------ QUOTED TEXT
Re: [PATCH] partial-clone: design doc

Jeff Hostetler <git@xxxxxxxxxxxxxxxxx> · Thu, 14 Dec 2017 15:32:09 -0500

Sorry, I didn't see this message in my inbox when I posted V2 of the
design doc.  I'll address questions here and update the doc as necessary.


On 12/12/2017 6:31 PM, Philip Oakley wrote:
From: "Jeff Hostetler" <git@xxxxxxxxxxxxxxxxx>
From: Jeff Hostetler <jeffhost@xxxxxxxxxxxxx>

First draft of design document for partial clone feature.

Signed-off-by: Jeff Hostetler <jeffhost@xxxxxxxxxxxxx>
Signed-off-by: Jonathan Tan <jonathantanmy@xxxxxxxxxx>
---
Documentation/technical/partial-clone.txt | 240 ++++++++++++++++++++++++++++++
1 file changed, 240 insertions(+)
create mode 100644 Documentation/technical/partial-clone.txt

diff --git a/Documentation/technical/partial-clone.txt b/Documentation/technical/partial-clone.txt
new file mode 100644
index 0000000..7ab39d8
--- /dev/null
+++ b/Documentation/technical/partial-clone.txt
@@ -0,0 +1,240 @@
+Partial Clone Design Notes
+==========================
+
+The "Partial Clone" feature is a performance optimization for git that
+allows git to function without having a complete copy of the repository.
+

I think it would be worthwhile at least listing the issues that make the 'optimisation' necessary, and then the available factors that make the optimisation possible. This helps for future adjustments when those issues and factors change.

I think the issues are:
* the size of the repository that is being cloned, both in the width of a commit (you mentioned 100M trees) and the time (hours to days) / size to clone over the connection.

While the supporting factor is:
* the remote is always on-line and available for on-demand object fetching (seconds)

The solution choice then should fall out fairly obviously, and we can separate out the other optimisations that are based on other views about the issues. E.g. my desire for a solution in the off-line case.

In fact the current design, apart from some terminology, does look well matched, with only a couple of places that would be affected.

The airplane-mode expectations of a partial clone should also be stated.

Good points.  I'll try to work these into V3.
 
 
+During clone and fetch operations, git normally downloads the complete
+contents and history of the repository.  That is, during clone the client
+receives all of the commits, trees, and blobs in the repository into a
+local ODB.  Subsequent fetches extend the local ODB with any new objects.
+For large repositories, this can take significant time to download and
+large amounts of diskspace to store.
+
+The goal of this work is to allow git better handle extremely large
+repositories.

Shouln't this goal be nearer the top?

maybe. i'll see about reordering the paragraphs in the introduction.
------------
------ EXTRACTED ENTRIES
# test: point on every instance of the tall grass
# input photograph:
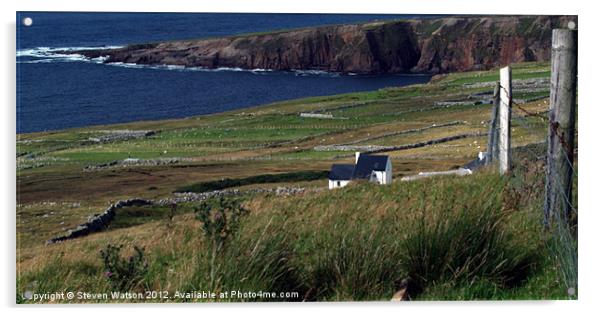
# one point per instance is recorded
(453, 238)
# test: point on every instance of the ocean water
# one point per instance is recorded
(57, 91)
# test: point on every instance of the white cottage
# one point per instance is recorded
(377, 169)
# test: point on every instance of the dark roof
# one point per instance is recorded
(368, 163)
(341, 172)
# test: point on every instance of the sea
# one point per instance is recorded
(57, 91)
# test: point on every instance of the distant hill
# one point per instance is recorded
(422, 46)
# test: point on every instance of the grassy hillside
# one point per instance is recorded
(358, 243)
(457, 238)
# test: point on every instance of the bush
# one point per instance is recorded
(123, 274)
(465, 246)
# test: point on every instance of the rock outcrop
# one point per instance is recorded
(420, 46)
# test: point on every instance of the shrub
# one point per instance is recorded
(123, 274)
(465, 246)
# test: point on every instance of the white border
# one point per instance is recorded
(589, 76)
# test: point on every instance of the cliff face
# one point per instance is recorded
(426, 46)
(462, 44)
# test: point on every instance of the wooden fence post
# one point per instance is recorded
(561, 132)
(494, 136)
(505, 118)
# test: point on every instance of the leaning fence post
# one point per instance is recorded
(505, 118)
(561, 131)
(493, 137)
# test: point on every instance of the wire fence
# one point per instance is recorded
(532, 183)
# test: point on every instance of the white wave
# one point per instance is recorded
(57, 53)
(315, 73)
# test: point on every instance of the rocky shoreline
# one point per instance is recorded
(442, 45)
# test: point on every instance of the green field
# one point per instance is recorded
(357, 243)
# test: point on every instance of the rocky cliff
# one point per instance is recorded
(421, 46)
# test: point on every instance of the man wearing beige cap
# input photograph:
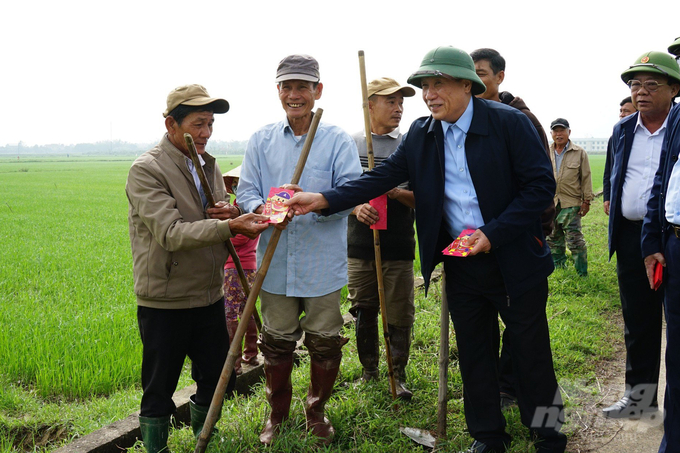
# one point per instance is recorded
(397, 244)
(309, 267)
(178, 254)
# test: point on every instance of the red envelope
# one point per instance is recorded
(658, 275)
(380, 205)
(456, 248)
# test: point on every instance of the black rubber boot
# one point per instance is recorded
(367, 342)
(400, 340)
(155, 432)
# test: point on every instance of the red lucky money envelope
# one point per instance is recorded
(456, 248)
(380, 205)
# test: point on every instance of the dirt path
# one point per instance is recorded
(602, 435)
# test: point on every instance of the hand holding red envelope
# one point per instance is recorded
(380, 205)
(456, 248)
(274, 207)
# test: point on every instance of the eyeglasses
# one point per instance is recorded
(650, 85)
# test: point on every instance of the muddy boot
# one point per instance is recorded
(231, 328)
(400, 341)
(581, 261)
(559, 259)
(367, 343)
(278, 364)
(250, 344)
(155, 433)
(198, 415)
(325, 356)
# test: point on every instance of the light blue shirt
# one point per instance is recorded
(461, 207)
(311, 256)
(197, 180)
(643, 161)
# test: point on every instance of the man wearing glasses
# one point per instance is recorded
(654, 80)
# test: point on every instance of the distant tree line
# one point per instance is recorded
(116, 147)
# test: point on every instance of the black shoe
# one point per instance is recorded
(625, 408)
(507, 401)
(479, 447)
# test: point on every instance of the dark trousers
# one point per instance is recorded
(168, 336)
(476, 295)
(671, 424)
(641, 307)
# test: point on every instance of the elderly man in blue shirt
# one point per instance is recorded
(309, 267)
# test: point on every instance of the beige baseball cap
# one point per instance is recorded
(385, 86)
(194, 95)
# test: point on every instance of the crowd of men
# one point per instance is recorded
(524, 211)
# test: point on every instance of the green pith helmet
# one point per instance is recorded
(448, 61)
(655, 62)
(675, 47)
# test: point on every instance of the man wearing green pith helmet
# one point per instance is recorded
(447, 159)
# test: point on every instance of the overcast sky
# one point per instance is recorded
(87, 71)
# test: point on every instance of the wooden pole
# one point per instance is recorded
(443, 363)
(376, 233)
(218, 396)
(189, 140)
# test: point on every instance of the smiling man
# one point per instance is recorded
(397, 244)
(178, 254)
(654, 80)
(309, 267)
(477, 164)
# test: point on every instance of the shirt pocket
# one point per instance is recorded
(315, 180)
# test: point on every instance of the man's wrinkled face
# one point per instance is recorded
(446, 98)
(491, 80)
(653, 102)
(626, 109)
(298, 96)
(198, 124)
(560, 135)
(386, 111)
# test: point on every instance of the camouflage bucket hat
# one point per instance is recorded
(448, 61)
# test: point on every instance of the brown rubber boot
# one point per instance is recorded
(400, 341)
(367, 343)
(250, 344)
(278, 364)
(325, 357)
(231, 328)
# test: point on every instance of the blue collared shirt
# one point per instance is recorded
(311, 256)
(197, 180)
(461, 207)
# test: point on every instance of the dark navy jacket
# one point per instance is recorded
(512, 176)
(621, 142)
(655, 227)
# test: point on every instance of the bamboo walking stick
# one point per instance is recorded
(189, 140)
(376, 233)
(218, 396)
(443, 363)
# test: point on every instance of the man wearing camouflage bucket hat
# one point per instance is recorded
(654, 80)
(477, 164)
(660, 245)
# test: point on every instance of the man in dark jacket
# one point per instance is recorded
(654, 81)
(661, 246)
(446, 158)
(490, 67)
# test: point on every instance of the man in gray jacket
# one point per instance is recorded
(178, 253)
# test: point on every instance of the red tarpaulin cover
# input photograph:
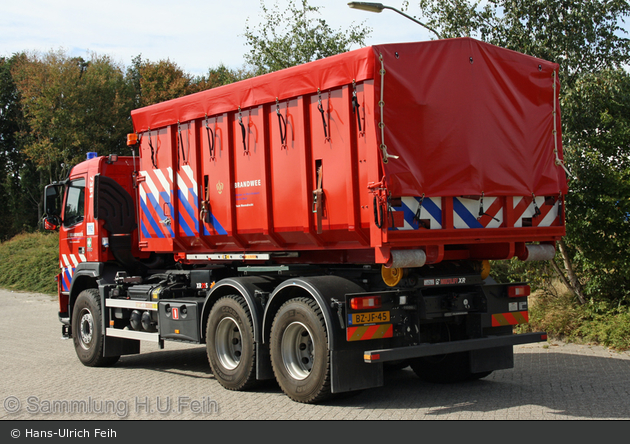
------------
DIRECTION »
Please say what the partial-clone thread says the Partial Clone feature allows git to do. The rows play no part in this.

CORRECT RESPONSE »
It allows git to function without having a complete copy of the repository.